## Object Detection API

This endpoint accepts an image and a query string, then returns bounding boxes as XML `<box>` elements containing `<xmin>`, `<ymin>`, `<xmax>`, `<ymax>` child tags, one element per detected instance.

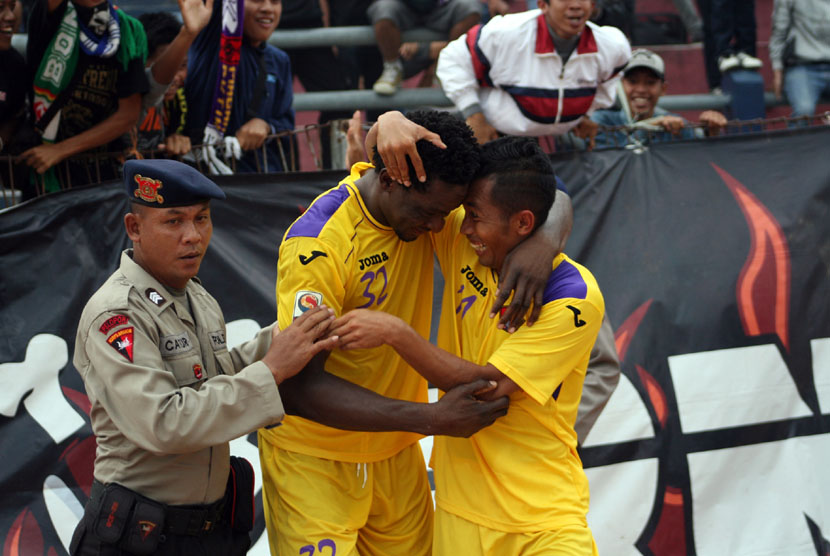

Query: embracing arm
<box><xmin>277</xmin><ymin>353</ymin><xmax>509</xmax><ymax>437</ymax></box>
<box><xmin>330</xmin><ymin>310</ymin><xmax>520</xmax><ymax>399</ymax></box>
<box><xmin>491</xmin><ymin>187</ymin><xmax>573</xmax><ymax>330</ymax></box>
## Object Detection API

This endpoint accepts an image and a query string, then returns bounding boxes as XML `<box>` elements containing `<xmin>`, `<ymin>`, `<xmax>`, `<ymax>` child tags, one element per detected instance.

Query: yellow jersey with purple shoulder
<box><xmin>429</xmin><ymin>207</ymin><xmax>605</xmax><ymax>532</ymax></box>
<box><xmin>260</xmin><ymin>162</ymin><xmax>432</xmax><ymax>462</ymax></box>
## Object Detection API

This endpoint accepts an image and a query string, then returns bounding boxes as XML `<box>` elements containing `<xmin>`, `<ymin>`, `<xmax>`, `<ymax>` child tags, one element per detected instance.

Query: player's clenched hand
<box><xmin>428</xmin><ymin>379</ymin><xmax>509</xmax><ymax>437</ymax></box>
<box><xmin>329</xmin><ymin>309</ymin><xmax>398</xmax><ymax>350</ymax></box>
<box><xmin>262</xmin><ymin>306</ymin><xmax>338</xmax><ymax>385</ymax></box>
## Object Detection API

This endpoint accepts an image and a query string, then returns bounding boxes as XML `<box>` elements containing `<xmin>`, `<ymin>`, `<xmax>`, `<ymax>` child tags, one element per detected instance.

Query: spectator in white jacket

....

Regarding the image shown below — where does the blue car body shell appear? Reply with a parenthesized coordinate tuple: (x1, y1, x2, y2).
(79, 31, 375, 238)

....

WHAT THE TASK REQUIRES -
What do the lines above say from the one containing "Query: player's clenched hand" down to the one containing "Query: spectator in white jacket"? Return them exactly, both end lines included, and only them.

WRITTEN REPLY -
Query: player's clenched hand
<box><xmin>428</xmin><ymin>379</ymin><xmax>509</xmax><ymax>437</ymax></box>
<box><xmin>329</xmin><ymin>309</ymin><xmax>398</xmax><ymax>350</ymax></box>
<box><xmin>262</xmin><ymin>306</ymin><xmax>338</xmax><ymax>385</ymax></box>
## Object Detection API

This endpoint accepts an image and a query string, then returns bounding boxes as XML `<box>` elements containing `<xmin>`, `<ymin>`, `<xmax>`, `<ymax>` child tags, one element per detected instance.

Query: spectator in white jacket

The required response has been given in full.